━━ Record set
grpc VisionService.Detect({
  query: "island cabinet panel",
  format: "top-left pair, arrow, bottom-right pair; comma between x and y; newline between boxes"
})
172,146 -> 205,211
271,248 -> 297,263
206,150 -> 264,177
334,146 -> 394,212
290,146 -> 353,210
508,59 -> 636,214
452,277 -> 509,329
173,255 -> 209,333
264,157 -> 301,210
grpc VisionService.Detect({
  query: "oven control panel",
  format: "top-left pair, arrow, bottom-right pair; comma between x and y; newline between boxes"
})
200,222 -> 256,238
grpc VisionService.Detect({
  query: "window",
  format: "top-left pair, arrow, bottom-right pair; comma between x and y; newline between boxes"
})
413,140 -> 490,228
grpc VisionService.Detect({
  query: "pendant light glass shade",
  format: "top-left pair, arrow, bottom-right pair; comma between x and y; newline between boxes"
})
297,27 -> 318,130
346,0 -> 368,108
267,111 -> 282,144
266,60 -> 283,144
━━━━
▸ **Exercise brief**
All lines above are to be transcribed exactly.

▸ **Response to this task**
grpc VisionService.Detect({
  query: "island cabinet panel",
  format: "top-left pair, arrow, bottom-right pair; comma between x and y; newline between boxes"
})
172,146 -> 205,211
271,248 -> 297,263
206,150 -> 264,177
334,146 -> 394,212
290,146 -> 353,210
508,59 -> 636,214
452,277 -> 509,329
173,255 -> 209,333
264,157 -> 301,210
grpc VisionService.Detect({
  query: "oven control panel",
  format: "top-left pair, arrow, bottom-right pair; comma between x and y; newline between boxes"
})
200,222 -> 256,238
grpc VisionService.Detect({
  query: "window",
  format: "top-left pair, arrow, bottom-right pair; comma between x and y; newline between boxes"
})
413,140 -> 490,228
grpc VisionService.Detect({
  query: "pendant light glass shade",
  format: "top-left pair, arrow, bottom-right pair; comma between x and y; newline between boxes"
})
297,27 -> 318,130
346,0 -> 368,108
267,111 -> 282,144
266,60 -> 283,144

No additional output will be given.